Count the lines in the rows below that contain the string "river". Give only that number.

=-=-=-=-=

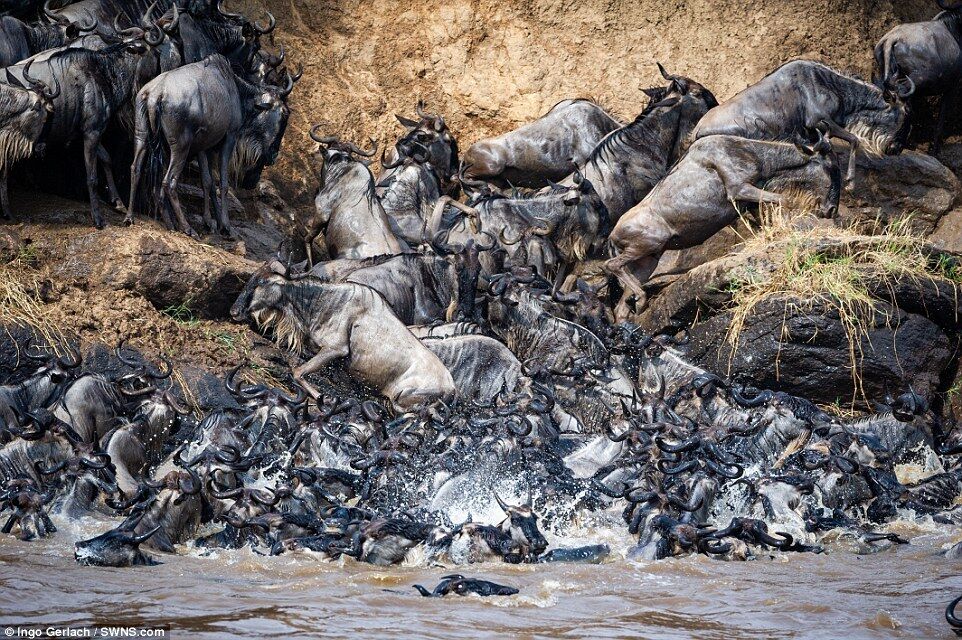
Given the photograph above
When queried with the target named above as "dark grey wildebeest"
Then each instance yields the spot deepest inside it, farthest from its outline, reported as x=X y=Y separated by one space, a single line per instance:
x=930 y=54
x=350 y=321
x=696 y=199
x=20 y=40
x=348 y=211
x=630 y=161
x=96 y=85
x=802 y=95
x=205 y=110
x=543 y=150
x=24 y=111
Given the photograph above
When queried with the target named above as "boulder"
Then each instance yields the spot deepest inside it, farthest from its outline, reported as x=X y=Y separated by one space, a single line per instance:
x=801 y=346
x=891 y=187
x=169 y=270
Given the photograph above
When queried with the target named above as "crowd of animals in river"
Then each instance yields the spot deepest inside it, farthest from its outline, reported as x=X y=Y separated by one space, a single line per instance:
x=451 y=354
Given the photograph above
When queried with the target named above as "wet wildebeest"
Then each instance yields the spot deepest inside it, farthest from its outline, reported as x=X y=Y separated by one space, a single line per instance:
x=205 y=110
x=930 y=54
x=462 y=586
x=429 y=141
x=24 y=110
x=345 y=320
x=695 y=200
x=348 y=211
x=800 y=96
x=423 y=289
x=118 y=547
x=629 y=162
x=96 y=84
x=19 y=40
x=543 y=150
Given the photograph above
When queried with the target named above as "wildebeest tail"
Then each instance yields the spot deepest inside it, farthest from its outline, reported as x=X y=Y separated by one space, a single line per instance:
x=149 y=198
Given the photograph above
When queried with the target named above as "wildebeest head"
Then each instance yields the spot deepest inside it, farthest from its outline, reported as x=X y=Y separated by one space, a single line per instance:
x=263 y=131
x=522 y=524
x=884 y=126
x=116 y=548
x=24 y=109
x=427 y=140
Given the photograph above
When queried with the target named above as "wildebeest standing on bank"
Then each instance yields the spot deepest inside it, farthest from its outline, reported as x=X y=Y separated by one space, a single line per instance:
x=630 y=161
x=347 y=208
x=695 y=200
x=542 y=150
x=95 y=85
x=930 y=54
x=802 y=95
x=23 y=113
x=345 y=321
x=205 y=110
x=19 y=40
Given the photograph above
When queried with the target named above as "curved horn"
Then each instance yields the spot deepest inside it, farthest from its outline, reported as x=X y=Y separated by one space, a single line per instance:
x=271 y=24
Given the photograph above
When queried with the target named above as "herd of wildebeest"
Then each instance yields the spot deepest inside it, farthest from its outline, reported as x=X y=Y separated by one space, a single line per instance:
x=450 y=348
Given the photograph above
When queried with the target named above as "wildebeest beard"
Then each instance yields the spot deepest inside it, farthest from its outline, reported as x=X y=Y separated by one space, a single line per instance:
x=286 y=326
x=14 y=146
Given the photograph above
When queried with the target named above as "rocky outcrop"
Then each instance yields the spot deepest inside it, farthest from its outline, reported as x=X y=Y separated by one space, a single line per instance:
x=911 y=185
x=801 y=345
x=167 y=269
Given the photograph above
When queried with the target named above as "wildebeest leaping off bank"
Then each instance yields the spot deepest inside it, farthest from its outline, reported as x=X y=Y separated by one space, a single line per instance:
x=449 y=361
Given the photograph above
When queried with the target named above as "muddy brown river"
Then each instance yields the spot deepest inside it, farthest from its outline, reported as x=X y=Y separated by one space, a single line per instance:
x=898 y=593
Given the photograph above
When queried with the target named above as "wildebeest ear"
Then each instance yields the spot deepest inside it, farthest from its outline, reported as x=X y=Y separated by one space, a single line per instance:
x=407 y=122
x=12 y=79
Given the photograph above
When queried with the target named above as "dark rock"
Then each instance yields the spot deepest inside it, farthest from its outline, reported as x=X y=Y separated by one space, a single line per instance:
x=892 y=187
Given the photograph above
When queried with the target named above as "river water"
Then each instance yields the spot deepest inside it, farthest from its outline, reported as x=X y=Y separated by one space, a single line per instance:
x=898 y=593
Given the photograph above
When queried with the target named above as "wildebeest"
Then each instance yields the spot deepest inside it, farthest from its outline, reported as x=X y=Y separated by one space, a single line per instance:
x=628 y=162
x=334 y=321
x=695 y=200
x=802 y=95
x=19 y=40
x=348 y=211
x=930 y=54
x=24 y=110
x=543 y=150
x=96 y=84
x=206 y=110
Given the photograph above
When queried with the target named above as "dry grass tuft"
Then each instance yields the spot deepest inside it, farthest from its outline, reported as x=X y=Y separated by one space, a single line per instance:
x=811 y=266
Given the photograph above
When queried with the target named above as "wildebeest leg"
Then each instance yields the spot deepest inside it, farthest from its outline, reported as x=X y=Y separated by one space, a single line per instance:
x=208 y=183
x=91 y=143
x=109 y=174
x=4 y=194
x=836 y=131
x=946 y=103
x=225 y=153
x=178 y=160
x=136 y=170
x=324 y=357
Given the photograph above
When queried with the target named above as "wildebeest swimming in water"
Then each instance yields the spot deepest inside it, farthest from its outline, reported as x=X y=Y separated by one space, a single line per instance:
x=458 y=584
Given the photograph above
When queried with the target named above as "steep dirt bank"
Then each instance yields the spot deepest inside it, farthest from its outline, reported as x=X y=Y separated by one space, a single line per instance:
x=489 y=66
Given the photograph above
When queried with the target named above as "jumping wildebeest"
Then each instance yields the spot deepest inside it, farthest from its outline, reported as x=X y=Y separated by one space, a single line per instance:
x=630 y=161
x=345 y=320
x=928 y=53
x=543 y=150
x=347 y=208
x=19 y=40
x=801 y=96
x=206 y=110
x=694 y=201
x=23 y=114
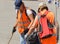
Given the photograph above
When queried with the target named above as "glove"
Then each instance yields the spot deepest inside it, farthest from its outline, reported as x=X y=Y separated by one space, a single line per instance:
x=14 y=30
x=26 y=30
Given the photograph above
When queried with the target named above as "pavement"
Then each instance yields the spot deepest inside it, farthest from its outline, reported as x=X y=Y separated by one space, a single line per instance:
x=8 y=18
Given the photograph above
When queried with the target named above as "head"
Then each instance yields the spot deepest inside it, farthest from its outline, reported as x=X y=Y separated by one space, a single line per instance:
x=42 y=8
x=22 y=6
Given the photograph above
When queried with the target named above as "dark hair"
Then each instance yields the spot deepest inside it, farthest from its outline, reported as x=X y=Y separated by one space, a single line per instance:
x=43 y=8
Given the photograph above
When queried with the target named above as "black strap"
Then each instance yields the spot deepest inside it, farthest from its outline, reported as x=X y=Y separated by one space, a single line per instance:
x=27 y=16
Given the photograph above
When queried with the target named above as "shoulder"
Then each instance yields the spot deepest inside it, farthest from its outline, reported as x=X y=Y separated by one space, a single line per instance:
x=50 y=14
x=28 y=11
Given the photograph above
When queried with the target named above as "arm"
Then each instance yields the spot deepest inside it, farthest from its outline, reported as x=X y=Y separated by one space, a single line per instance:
x=33 y=26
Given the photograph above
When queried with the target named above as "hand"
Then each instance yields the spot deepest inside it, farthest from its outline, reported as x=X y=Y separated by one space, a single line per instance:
x=26 y=30
x=14 y=30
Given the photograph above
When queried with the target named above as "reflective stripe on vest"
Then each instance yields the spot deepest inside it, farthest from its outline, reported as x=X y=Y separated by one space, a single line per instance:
x=23 y=22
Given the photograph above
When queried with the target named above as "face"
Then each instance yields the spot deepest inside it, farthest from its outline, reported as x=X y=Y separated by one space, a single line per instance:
x=22 y=8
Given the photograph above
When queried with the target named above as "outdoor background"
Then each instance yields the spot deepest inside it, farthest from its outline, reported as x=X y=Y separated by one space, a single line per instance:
x=8 y=18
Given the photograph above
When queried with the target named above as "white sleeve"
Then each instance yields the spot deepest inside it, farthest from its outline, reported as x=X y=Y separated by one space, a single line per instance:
x=29 y=12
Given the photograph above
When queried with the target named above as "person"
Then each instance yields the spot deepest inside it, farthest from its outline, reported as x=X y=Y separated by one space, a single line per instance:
x=24 y=21
x=45 y=22
x=17 y=2
x=49 y=1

=-=-=-=-=

— SOLUTION —
3